Page:
--------------------------------------------------

[[File:Maan van de grafsteen Sotoba no tsuki (titel op object) Honderd aspecten van de maan (serietitel) Tsuki hyakushi (serietitel op object), RP-P-2008-186.jpg|thumb|The aged Komachi rests upon the 

Sotoba Komachi is a Noh play written by Kan'ami, and is one of the most compelling and best-known of the type.

Plot and themes
Much of the strength of the play derives from the variety provided by the three main and distinct sections: lament for lost beauty; witty religious debate; and ghostly possession.

The play begins with an encounter between two priests and an old beggar-woman, lamenting how she was “lovelier than the petals of the wild-rose open-stretched / In the hour before its fall. / But now I am grown loathsome even to sluts”.  She later admits that she is the famed waka poet Ono no Komachi.

--------------------------------------------------

Listed records:
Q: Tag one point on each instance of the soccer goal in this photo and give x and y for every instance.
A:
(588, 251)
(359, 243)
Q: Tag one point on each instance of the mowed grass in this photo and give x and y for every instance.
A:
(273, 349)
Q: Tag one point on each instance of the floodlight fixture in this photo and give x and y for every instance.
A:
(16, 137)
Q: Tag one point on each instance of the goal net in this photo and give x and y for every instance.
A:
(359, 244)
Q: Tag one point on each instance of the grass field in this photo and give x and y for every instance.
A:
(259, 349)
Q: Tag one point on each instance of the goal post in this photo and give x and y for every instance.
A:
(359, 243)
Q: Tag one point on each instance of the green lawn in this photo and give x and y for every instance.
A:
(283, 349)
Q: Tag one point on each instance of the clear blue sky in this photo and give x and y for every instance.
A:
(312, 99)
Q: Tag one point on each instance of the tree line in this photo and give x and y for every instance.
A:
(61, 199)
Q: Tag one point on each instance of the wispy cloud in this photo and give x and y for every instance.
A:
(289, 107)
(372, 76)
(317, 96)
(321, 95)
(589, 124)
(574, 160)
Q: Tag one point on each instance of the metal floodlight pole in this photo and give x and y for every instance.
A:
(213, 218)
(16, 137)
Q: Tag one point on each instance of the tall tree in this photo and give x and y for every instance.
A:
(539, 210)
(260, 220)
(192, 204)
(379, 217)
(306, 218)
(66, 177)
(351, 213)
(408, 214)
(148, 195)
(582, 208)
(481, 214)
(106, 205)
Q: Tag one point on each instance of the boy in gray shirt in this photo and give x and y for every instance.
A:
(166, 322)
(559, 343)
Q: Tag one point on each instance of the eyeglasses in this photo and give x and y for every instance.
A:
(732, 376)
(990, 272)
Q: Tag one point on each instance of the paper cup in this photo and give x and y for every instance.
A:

--------------------------------------------------

What you need to do:
a) Copy the records word for word, starting at the line that contains "Q: Tag one point on each instance of the eyeglasses" and running through the last line of the records, with both ends included.
b) Resume the text on the Noh play Sotoba Komachi, starting right after its last sentence.

Answers by task:
a)
Q: Tag one point on each instance of the eyeglasses in this photo and give x and y for every instance.
A:
(732, 376)
(990, 272)
Q: Tag one point on each instance of the paper cup in this photo and give x and y for every instance.
A:

b)
Because she is seated on a Buddhist stupa, a holy marker, she is challenged by the priests for creating bad karma, but in a witty debate uses Zen-like sophistries to defeat them: “Nothing is real. Between Buddha and Man is no distinction”.

The priests then lament in turn her loss of beauty; before in the final sequence she is possessed by the angry ghost of a former suitor, Shōshō of Fukakusa.  He had been tasked with visiting Komachi for 100 nights in order to earn her love, but had died on the penultimate one; and his acting out of his cruelly thwarted struggles to win her love brings the play to a dramatic close, with Komachi then seeking for enlightenment and release.

Later influence
Bashō in his late renga ‘The Summer Moon’ wrote: “In this fleeting world no one can escape/ The destiny of that famed poetess Komachi”.

Arthur Waley moved his future wife to tears by reading from his translation of the play: “Like a root-cut reed,/ Should the tide entice,/ I would come, I think; but now/ No wave asks; no stream stirs”.

See also
Kayoi Komachi
Sekidera Komachi
Sotoba Komachi (Mishima)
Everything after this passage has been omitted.